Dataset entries
===============
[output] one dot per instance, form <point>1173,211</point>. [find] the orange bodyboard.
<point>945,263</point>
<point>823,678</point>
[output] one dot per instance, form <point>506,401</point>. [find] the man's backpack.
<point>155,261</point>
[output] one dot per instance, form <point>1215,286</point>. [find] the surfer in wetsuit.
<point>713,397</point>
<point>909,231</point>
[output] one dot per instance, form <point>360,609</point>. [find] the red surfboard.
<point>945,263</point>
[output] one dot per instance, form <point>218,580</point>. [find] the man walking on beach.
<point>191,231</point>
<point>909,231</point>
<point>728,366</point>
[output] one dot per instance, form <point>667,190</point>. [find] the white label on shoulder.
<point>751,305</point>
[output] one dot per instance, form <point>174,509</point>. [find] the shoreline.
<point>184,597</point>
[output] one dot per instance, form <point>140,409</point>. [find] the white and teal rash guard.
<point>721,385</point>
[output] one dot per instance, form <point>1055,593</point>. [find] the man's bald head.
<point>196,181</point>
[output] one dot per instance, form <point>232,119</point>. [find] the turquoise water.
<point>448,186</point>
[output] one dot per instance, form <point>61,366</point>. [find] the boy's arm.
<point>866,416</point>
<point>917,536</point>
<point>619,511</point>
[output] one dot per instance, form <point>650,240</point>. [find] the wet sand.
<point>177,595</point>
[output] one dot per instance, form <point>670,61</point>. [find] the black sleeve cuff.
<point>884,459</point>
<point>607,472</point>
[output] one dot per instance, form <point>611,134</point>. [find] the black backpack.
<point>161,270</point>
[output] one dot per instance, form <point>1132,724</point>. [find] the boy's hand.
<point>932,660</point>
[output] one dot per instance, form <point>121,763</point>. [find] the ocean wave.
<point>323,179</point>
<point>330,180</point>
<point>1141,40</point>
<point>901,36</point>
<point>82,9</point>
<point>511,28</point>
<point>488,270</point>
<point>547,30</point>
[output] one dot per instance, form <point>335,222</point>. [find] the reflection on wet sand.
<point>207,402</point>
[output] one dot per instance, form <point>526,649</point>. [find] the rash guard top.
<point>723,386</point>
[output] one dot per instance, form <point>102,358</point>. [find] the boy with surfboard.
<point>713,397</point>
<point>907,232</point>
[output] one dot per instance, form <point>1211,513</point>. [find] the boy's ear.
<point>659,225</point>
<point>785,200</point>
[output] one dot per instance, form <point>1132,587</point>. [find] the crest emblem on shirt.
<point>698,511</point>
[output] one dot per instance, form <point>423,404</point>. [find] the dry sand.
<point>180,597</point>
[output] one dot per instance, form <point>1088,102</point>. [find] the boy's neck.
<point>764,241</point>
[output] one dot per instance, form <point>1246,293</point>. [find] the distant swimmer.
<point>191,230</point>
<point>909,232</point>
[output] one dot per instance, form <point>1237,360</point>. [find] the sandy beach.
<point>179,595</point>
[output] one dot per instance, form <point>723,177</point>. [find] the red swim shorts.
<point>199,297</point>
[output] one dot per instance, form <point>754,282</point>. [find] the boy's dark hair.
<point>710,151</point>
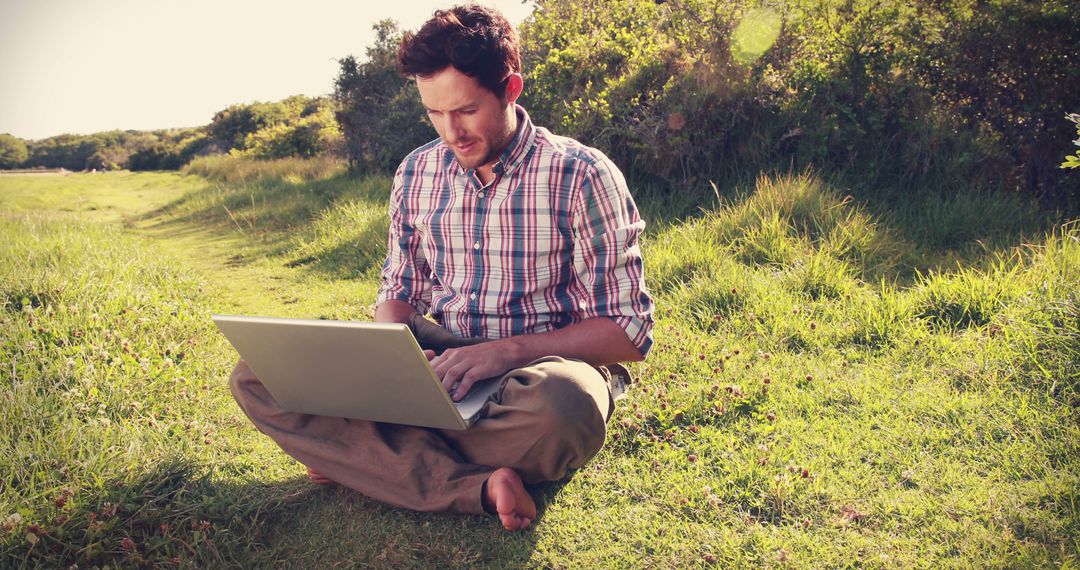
===============
◆ **The task**:
Output every entry above exactly as written, but omit the pictures.

◆ **Answer for this exercise**:
[output] one dot per instance, form <point>1173,211</point>. [find] the orange bodyboard.
<point>945,263</point>
<point>823,678</point>
[output] one dot per instance, form <point>506,401</point>. [find] the man's backpack.
<point>155,261</point>
[output] one dot per instance, form <point>1215,286</point>. [find] the surfer in wetsuit.
<point>713,397</point>
<point>909,231</point>
[output] one dot per instance, form <point>360,609</point>. [find] the red surfboard.
<point>945,263</point>
[output] one dot per instance, form <point>218,580</point>. [find] the man walking on beach.
<point>191,231</point>
<point>909,231</point>
<point>728,366</point>
[output] one dot per instance, form <point>667,190</point>. [find] the white label on shoulder.
<point>751,305</point>
[output] one dot per instance, form <point>174,509</point>. [find] the shoreline.
<point>184,597</point>
[output] one dot per instance, form <point>140,409</point>. [find] the white and teal rash guard.
<point>721,385</point>
[output] one dot per instance, form <point>1055,593</point>. [find] the man's bald head.
<point>196,181</point>
[output] one dot per instance, form <point>232,119</point>. [find] the turquoise water.
<point>448,186</point>
[output] one dot per instance, form <point>61,366</point>. [find] the boy's arm.
<point>866,416</point>
<point>917,536</point>
<point>619,511</point>
[output] one dot per instance, form <point>650,240</point>. [find] the wet sand.
<point>177,595</point>
[output] one dot per instance, form <point>670,61</point>. [find] the black sleeve cuff.
<point>884,459</point>
<point>607,472</point>
[output] one dot per instance, form <point>611,134</point>. [find] the black backpack.
<point>161,270</point>
[output] one dot per instance, form <point>1132,724</point>. [find] the boy's hand.
<point>932,660</point>
[output] one dot per instance, form <point>121,763</point>. [find] the ocean wave.
<point>323,179</point>
<point>330,180</point>
<point>1141,40</point>
<point>901,36</point>
<point>82,9</point>
<point>511,28</point>
<point>488,270</point>
<point>547,30</point>
[output] one dot per instance, form <point>335,222</point>. [find] the reflection on wet sand.
<point>207,402</point>
[output] one dot per instance, form <point>526,649</point>. [find] the rash guard top.
<point>723,386</point>
[output] one dot per instance, form <point>102,358</point>. [find] the boy with surfboard.
<point>713,397</point>
<point>907,232</point>
[output] one dot per instance, form <point>1211,513</point>. [find] the boy's ear.
<point>659,225</point>
<point>785,200</point>
[output] one dot per instance, form <point>1132,587</point>. [find] the crest emblem on shirt.
<point>698,511</point>
[output] one dot per instance, form <point>423,404</point>. [find] the dry sand.
<point>180,597</point>
[output] one dot per instance, form <point>1088,102</point>. [find] the boy's neck.
<point>764,241</point>
[output] one dot per instance, form <point>1246,293</point>. [find] the distant swimmer.
<point>191,230</point>
<point>909,232</point>
[output] one dot per instance, form <point>1237,360</point>. [find] the sandy beach.
<point>179,595</point>
[output] one dot per instance, form <point>723,177</point>. [find] the red swim shorts.
<point>199,297</point>
[output] one dot per instance, form <point>754,282</point>. [find] the boy's dark hair.
<point>710,151</point>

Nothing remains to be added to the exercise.